**ARTICLE:**
——————

Examining Construct Congruence for Psychometric Tests: A Note on an Extension to Binary Items and Nesting Effects

Abstract

This article extends the procedure outlined in the article by Raykov, Marcoulides, and Tong for testing congruence of latent constructs to the setting of binary items and clustering effects. In this widely used setting in contemporary educational and psychological research, the method can be used to examine if two or more homogeneous multicomponent instruments with distinct components measure the same construct. The approach is useful in scale construction and development research as well as in construct validation investigations. The discussed method is illustrated with data from a scholastic aptitude assessment study.

Keywords

binary item clustering effect congruence construct latent variable modeling multidimensionality nested models unidimensionality

Binary items and observations stemming from individuals that are nested in higher-order units represent arguably the rule rather than the exception in the majority of contemporary educational and behavioral studies. In these investigations, researchers are oftentimes confronted with the query whether two or more multicomponent instruments or psychometric tests (for simplicity frequently referred to as “instruments” or “tests” below) can be viewed or treated as evaluating the same underlying construct of substantive interest. This query becomes of special relevance in settings characterized by a single measurement occasion and instruments that are each unidimensional and consist of distinct components. The question is also important in construct validation studies where it may be of particular interest to find out whether a set of homogeneous tests consisting of different elements are evaluating the same latent dimension.

——————

**GIVEN PROBLEM 1:** What kind of data is used to illustrate the method in the construct congruence article?
**GIVEN PROBLEM 2:** Write out the construct congruence article from "This article extends" up to and including "aptitude assessment study.", swapping "scale construction" for "test construction".
**GIVEN PROBLEM 3:** Carry on the article on construct congruence for psychometric tests after its last sentence.

——————

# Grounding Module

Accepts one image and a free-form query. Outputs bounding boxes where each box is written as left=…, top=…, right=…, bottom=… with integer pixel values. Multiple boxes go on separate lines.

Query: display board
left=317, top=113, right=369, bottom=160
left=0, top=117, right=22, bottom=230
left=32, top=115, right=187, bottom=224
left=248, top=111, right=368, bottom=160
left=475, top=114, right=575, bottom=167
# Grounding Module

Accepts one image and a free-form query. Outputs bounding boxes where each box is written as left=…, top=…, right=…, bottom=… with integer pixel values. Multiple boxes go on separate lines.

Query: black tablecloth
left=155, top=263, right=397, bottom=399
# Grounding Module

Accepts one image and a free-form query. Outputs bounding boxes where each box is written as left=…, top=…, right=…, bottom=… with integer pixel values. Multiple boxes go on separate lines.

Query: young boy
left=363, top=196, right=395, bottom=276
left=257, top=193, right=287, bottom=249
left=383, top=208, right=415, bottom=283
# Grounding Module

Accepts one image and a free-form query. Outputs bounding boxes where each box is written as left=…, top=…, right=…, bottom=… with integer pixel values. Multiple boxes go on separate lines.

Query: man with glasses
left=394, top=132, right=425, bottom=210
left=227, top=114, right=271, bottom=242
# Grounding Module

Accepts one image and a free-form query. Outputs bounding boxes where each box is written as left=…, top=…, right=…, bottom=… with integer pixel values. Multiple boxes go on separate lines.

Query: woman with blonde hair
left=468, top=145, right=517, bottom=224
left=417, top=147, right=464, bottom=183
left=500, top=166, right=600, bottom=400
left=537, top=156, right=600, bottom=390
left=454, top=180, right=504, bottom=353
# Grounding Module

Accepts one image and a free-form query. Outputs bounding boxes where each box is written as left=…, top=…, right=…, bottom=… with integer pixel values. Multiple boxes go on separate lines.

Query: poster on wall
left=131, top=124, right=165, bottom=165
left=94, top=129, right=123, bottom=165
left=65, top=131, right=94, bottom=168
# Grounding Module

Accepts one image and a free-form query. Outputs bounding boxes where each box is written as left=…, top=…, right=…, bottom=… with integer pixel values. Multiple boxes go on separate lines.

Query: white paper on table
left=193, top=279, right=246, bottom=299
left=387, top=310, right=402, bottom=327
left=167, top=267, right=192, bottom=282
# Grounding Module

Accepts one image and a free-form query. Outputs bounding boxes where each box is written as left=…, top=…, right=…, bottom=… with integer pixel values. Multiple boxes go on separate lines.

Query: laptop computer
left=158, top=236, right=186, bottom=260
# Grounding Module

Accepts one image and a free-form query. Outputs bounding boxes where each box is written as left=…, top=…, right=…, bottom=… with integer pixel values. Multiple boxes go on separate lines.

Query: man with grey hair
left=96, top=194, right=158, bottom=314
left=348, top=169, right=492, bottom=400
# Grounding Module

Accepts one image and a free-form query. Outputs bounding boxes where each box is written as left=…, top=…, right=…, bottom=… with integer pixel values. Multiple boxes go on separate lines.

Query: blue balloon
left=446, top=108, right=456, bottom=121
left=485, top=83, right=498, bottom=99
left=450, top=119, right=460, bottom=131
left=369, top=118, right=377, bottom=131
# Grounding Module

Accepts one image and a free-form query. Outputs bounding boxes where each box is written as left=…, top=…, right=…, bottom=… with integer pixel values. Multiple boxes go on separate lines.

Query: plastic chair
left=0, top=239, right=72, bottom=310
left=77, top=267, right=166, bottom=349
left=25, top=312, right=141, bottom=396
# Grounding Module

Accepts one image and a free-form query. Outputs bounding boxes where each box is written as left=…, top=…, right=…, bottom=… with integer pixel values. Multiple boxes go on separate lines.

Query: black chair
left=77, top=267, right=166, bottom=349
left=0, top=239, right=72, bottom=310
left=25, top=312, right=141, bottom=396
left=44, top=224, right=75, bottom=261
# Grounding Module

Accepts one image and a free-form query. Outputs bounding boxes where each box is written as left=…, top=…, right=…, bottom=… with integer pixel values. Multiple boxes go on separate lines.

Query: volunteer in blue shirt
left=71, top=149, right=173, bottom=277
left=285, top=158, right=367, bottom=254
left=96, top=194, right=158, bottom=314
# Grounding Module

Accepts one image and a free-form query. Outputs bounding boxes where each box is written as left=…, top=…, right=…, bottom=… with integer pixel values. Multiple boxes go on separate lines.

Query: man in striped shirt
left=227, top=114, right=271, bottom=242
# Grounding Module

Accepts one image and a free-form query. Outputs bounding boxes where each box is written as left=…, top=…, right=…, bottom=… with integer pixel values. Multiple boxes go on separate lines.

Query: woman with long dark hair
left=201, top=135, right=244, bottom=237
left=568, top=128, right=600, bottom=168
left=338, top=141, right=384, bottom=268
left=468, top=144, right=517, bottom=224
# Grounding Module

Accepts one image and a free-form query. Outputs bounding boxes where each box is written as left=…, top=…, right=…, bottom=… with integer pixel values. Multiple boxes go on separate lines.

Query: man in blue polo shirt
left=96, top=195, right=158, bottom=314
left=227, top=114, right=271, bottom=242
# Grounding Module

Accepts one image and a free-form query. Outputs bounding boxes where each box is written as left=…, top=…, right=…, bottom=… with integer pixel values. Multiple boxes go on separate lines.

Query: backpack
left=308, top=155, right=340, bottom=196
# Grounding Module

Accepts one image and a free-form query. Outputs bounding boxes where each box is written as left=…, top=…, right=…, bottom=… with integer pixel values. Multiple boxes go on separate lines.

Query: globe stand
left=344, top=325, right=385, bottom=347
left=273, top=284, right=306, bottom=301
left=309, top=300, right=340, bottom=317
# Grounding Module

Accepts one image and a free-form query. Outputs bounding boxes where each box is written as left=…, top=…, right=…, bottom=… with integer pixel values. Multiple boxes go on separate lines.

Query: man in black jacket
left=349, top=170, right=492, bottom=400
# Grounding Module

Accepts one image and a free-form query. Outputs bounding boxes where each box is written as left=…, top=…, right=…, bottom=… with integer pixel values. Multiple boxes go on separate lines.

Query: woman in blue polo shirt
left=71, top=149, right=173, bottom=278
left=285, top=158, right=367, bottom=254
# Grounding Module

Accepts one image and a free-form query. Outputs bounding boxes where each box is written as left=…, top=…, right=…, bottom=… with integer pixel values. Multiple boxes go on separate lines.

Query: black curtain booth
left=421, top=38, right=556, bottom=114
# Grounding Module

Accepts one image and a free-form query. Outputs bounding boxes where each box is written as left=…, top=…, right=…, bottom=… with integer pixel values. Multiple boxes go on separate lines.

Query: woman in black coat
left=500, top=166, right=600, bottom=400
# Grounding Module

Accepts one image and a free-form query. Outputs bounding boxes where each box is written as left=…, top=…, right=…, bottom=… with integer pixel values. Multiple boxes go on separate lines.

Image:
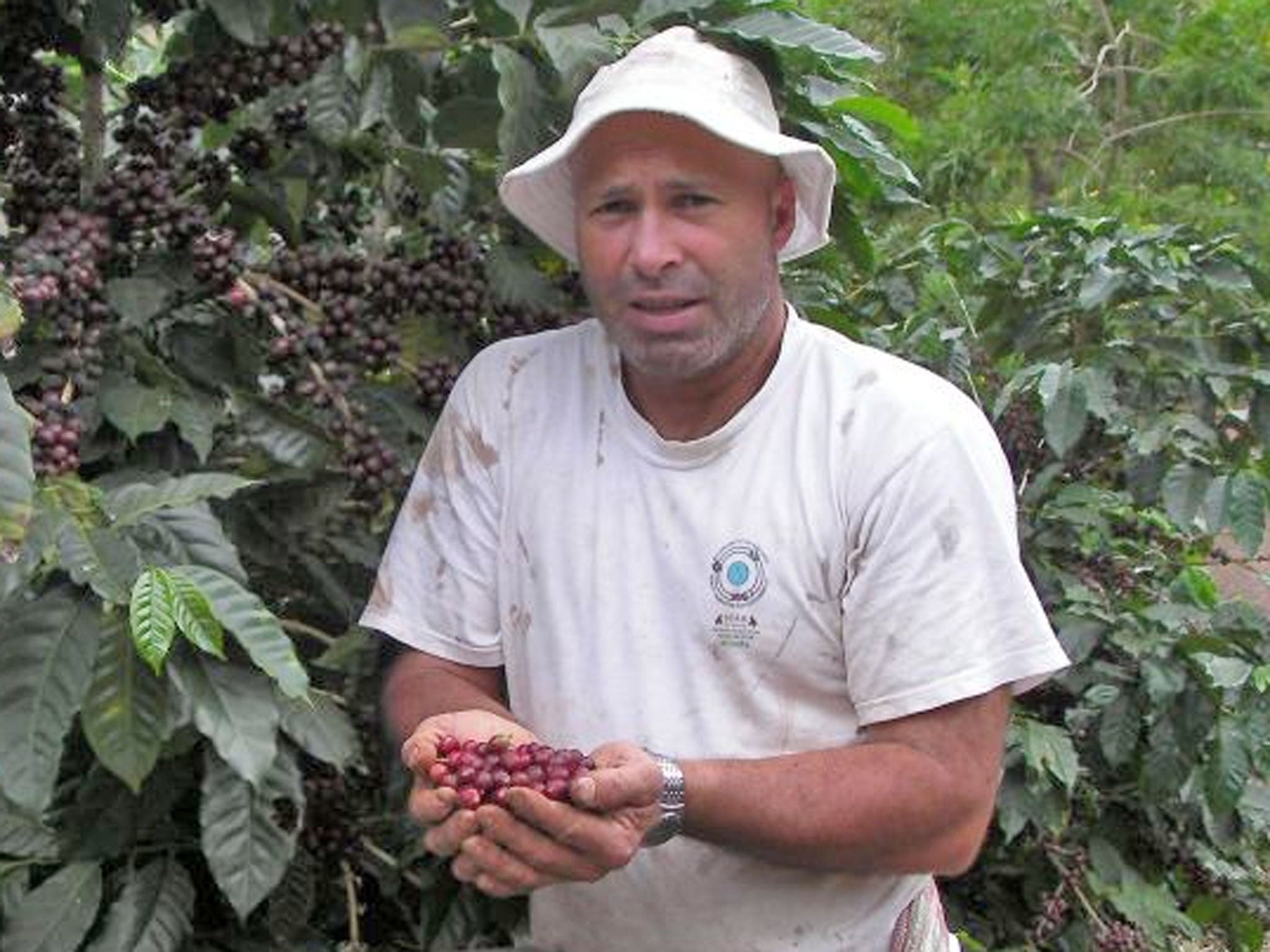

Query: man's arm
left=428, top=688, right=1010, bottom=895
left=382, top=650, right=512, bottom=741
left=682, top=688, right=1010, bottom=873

——————

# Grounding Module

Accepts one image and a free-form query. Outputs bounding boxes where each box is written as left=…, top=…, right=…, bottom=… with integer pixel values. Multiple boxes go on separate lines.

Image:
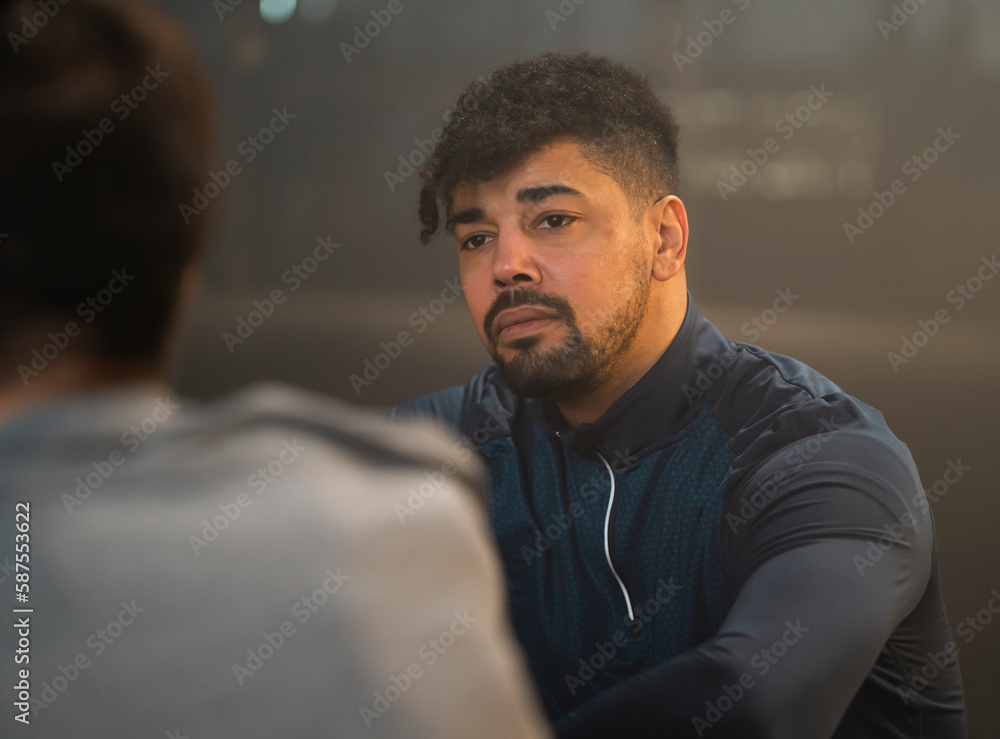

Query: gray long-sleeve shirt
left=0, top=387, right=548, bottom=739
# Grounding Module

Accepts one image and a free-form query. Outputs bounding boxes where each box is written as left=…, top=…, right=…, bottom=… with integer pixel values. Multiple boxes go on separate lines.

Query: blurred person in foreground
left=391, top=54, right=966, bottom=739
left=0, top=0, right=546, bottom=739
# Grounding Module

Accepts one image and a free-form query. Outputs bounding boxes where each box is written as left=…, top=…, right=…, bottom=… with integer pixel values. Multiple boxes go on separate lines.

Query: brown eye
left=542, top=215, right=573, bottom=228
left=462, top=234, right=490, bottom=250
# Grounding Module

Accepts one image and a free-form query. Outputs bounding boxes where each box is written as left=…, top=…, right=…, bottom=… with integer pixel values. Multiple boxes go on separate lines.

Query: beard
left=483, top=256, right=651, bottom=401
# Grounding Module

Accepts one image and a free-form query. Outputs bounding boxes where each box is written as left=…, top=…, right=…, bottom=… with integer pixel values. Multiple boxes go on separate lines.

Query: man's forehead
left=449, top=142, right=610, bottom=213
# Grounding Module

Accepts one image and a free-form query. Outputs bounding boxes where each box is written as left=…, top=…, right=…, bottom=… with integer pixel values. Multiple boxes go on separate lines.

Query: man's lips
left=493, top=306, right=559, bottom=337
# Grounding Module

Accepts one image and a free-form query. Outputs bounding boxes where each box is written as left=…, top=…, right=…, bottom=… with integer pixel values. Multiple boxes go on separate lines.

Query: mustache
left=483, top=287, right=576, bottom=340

——————

**EXERCISE OUTPUT 1:** Data from a scholastic aptitude assessment study.

**EXERCISE OUTPUT 2:**
This article extends the procedure outlined in the article by Raykov, Marcoulides, and Tong for testing congruence of latent constructs to the setting of binary items and clustering effects. In this widely used setting in contemporary educational and psychological research, the method can be used to examine if two or more homogeneous multicomponent instruments with distinct components measure the same construct. The approach is useful in test construction and development research as well as in construct validation investigations. The discussed method is illustrated with data from a scholastic aptitude assessment study.

**EXERCISE OUTPUT 3:**
Recently, Raykov, Marcoulides, and Tong (2015) presented a latent variable modeling procedure that responds to the above-mentioned queries. Their method was developed for the case of (a) continuous instrument components, whereby (b) the studied subjects were in addition assumed to be independent of each other. Conditions (a) and (b) place, however, significant restrictions on the general applicability of that testing approach. The reason is that constraints (a) and (b) cannot be expected to be fulfilled routinely or perhaps even frequently in present-day educational and psychological studies.

This note extends the procedure described in Raykov et al. (2015) to the case of binary items and clustering of studied persons, which are two circumstances that are typical for instance in ability testing when examined students are randomly sampled from classes, schools, or districts say (generically referred to as “Level 2” units below; e.g., Raudenbush & Bryk, 2002). The method discussed in the remainder of this note has therefore substantially wider applicability than that earlier procedure when one is interested in examining if two or more homogeneous tests with distinct items are evaluating the same ability or perhaps two or more underlying constructs, while accounting for the highly discrete nature of these items and what may often be seen as natural nesting of examined subjects within higher-order units.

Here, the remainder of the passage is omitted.